• _Set exercise 1_
Output everything in the mailing-list thread below, from "Richard Henderson <richard.hender...@linaro.org>" down to "is doubly affected.", with no changes.

• _Page extract_
Richard Henderson <richard.hender...@linaro.org> writes:

> On 5/22/23 15:26, BALATON Zoltan wrote:
>> On Mon, 22 May 2023, Alex Bennée wrote:
>>> (ajb: add Richard for his compiler-fu)
>>> BALATON Zoltan <bala...@eik.bme.hu> writes:
>>>> On Mon, 22 May 2023, Alex Bennée wrote:
>>>>> BALATON Zoltan <bala...@eik.bme.hu> writes:
>>>>>
>>>>>> The low level extract and deposit funtions provided by bitops.h are
>>>>>> used in performance critical places. It crept into target/ppc via
>>>>>> FIELD_EX64 and also used by softfloat so PPC code using a lot of FPU
>>>>>> where hardfloat is also disabled is doubly affected.
>>>>>
>>>>> Most of these asserts compile out to nothing if the compiler is able to
>>>>> verify the constants are in the range. For example examining
>>>>> the start of float64_add:
>>>>>
>>> <snip>
>>>>>
>>>>> I don't see any check and abort steps because all the shift and mask
>>>>> values are known at compile time. The softfloat compilation certainly
>>>>> does have some assert points though:
>>>>>
>>>>> readelf -s ./libqemu-ppc64-softmmu.fa.p/fpu_softfloat.c.o  |grep assert
>>>>>   136: 0000000000000000     0 NOTYPE  GLOBAL DEFAULT  UND 
>>>>> g_assertion_mess[...]
>>>>>   138: 0000000000000000     0 NOTYPE  GLOBAL DEFAULT  UND __assert_fail
>>>>>
>>>>> but the references are for the ISRA segments so its tricky to know if
>>>>> they get used or are just there for LTO purposes.
>>>>>
>>>>> If there are hot-paths that show up the extract/deposit functions I
>>>>> suspect a better approach would be to implement _nocheck variants (or
>>>>> maybe _noassert?) and use them where required rather than turning off
>>>>> the assert checking for these utility functions.
>>>>
>>>> Just to clarify again, the asserts are still there when compiled with
>>>> --enable-debug. The patch only turns them off for optimised release
>>>> builds which I think makes sense if these asserts are to catch
>>>> programming errors.
>>>
>>> Well as Peter said the general policy is to keep asserts in but I
>>> appreciate this is a hotpath case.
>>>
>>>> I think I've also suggested adding noassert
>>>> versions of these but that wasn't a popular idea and it may also not
>>>> be easy to convert all places to use that like for example the
>>>> register fields related usage in target/ppc as that would also affect
>>>> other places.

• _Set exercise 2_
From the listing below, pull out each line that contains the string "railing".

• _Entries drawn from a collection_
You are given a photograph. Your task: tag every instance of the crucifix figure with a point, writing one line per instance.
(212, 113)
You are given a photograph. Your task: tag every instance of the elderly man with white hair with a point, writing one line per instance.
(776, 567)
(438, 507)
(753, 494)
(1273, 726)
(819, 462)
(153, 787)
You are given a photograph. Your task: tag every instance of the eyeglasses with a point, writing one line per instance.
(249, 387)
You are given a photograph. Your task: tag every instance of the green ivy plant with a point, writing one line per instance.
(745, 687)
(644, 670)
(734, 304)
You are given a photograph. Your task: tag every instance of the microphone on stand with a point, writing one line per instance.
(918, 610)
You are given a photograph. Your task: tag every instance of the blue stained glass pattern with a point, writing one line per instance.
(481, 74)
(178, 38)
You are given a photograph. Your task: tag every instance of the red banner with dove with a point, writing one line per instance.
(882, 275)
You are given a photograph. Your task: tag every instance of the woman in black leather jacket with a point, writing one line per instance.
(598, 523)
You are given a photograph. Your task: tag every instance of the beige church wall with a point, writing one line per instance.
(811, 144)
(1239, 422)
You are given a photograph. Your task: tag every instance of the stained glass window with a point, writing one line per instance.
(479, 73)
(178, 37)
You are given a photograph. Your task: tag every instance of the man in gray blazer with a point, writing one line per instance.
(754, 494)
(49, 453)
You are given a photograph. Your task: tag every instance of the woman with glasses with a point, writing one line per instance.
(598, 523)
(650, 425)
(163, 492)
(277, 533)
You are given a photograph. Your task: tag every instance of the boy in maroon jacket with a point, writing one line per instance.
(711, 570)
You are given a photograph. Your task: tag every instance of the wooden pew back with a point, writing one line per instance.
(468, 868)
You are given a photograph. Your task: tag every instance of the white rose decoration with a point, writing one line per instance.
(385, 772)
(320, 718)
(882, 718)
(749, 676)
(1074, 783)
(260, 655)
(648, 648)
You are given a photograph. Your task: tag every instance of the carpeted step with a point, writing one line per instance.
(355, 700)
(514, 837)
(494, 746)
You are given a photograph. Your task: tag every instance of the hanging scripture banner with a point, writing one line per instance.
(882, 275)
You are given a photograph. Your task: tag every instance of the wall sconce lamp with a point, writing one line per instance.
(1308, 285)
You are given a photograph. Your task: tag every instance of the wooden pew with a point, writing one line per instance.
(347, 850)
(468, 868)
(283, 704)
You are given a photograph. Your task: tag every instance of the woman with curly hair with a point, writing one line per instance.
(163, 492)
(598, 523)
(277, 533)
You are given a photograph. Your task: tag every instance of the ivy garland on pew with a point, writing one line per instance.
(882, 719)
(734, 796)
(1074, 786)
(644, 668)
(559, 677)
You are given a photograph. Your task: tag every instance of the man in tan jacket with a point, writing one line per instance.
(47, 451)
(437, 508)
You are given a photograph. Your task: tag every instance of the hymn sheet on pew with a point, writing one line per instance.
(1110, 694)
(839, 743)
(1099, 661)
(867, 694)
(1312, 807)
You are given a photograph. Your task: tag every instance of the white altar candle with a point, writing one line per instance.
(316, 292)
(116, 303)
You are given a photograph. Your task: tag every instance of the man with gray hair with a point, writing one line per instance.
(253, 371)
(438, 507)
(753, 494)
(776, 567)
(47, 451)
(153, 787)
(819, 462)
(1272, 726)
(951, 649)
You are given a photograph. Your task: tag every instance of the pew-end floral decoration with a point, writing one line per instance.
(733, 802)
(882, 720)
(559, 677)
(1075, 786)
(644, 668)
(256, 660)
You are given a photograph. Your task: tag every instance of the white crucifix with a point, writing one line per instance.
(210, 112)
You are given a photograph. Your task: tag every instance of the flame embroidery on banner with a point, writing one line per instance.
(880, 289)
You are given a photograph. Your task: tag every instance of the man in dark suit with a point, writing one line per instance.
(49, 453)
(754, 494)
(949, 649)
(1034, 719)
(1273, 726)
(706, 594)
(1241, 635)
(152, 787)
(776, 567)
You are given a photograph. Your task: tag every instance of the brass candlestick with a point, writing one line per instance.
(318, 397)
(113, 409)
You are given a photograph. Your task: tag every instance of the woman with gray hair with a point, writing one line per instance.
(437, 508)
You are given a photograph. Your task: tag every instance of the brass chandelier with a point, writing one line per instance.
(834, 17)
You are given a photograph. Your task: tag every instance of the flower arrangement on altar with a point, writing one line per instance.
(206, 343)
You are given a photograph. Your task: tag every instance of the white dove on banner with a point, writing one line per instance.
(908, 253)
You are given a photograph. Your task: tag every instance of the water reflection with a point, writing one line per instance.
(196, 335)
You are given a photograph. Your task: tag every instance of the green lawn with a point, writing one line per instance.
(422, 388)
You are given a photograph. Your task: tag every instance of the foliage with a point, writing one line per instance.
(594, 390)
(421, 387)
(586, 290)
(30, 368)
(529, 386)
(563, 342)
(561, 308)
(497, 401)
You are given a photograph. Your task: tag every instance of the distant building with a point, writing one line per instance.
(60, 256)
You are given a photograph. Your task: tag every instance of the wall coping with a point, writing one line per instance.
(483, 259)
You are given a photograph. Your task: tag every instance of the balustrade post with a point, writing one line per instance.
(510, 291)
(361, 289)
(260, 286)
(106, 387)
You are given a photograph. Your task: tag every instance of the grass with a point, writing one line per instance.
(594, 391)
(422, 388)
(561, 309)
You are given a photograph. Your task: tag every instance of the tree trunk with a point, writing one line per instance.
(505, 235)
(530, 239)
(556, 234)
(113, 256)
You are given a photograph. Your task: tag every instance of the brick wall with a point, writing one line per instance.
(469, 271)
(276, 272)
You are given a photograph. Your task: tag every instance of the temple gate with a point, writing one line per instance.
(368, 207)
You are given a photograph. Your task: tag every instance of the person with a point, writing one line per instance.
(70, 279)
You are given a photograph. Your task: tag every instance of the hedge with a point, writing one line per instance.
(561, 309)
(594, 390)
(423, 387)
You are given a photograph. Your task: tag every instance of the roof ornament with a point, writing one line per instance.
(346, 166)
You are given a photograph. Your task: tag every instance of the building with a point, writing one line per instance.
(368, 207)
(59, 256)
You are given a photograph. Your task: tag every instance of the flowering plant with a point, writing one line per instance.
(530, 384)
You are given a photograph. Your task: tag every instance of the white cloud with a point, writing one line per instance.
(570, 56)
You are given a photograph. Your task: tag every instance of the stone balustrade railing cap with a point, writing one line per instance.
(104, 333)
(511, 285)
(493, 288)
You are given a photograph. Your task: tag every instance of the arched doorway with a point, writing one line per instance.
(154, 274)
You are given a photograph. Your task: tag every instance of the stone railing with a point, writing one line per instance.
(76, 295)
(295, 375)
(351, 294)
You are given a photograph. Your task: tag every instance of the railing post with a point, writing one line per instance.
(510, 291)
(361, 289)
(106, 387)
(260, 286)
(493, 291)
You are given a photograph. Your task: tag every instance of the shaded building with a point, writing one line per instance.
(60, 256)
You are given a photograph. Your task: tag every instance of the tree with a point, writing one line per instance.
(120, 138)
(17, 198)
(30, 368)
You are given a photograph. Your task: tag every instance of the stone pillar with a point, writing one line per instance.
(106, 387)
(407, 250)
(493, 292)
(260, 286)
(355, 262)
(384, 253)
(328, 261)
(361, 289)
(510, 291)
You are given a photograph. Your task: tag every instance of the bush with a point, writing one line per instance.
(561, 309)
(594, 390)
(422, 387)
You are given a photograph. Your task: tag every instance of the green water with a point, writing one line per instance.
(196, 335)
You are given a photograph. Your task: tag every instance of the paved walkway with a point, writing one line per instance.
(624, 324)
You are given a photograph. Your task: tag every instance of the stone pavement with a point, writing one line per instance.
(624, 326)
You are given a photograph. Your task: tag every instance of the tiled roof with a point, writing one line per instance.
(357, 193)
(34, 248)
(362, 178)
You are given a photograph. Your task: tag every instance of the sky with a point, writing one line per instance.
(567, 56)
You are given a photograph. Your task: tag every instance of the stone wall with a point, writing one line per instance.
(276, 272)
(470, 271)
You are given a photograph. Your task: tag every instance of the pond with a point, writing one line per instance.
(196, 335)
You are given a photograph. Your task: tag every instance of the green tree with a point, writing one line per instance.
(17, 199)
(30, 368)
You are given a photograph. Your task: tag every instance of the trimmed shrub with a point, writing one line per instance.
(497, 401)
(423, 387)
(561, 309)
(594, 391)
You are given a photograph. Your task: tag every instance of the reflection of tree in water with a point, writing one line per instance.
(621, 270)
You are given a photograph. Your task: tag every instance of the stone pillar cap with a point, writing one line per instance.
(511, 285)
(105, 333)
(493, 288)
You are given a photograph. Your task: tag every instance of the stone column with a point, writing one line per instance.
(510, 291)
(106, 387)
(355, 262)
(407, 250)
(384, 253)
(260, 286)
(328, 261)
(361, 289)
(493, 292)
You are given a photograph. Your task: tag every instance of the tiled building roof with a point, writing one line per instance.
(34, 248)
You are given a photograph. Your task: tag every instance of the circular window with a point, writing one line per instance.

• _Problem solution 1_
Richard Henderson <richard.hender...@linaro.org> writes:

> On 5/22/23 15:26, BALATON Zoltan wrote:
>> On Mon, 22 May 2023, Alex Bennée wrote:
>>> (ajb: add Richard for his compiler-fu)
>>> BALATON Zoltan <bala...@eik.bme.hu> writes:
>>>> On Mon, 22 May 2023, Alex Bennée wrote:
>>>>> BALATON Zoltan <bala...@eik.bme.hu> writes:
>>>>>
>>>>>> The low level extract and deposit funtions provided by bitops.h are
>>>>>> used in performance critical places. It crept into target/ppc via
>>>>>> FIELD_EX64 and also used by softfloat so PPC code using a lot of FPU
>>>>>> where hardfloat is also disabled is doubly affected.

• _Problem solution 2_
You are given a photograph. Your task: tag every instance of the stone balustrade railing cap with a point, writing one line per instance.
You are given a photograph. Your task: tag every instance of the stone railing with a point, writing one line per instance.
You are given a photograph. Your task: tag every instance of the railing post with a point, writing one line per instance.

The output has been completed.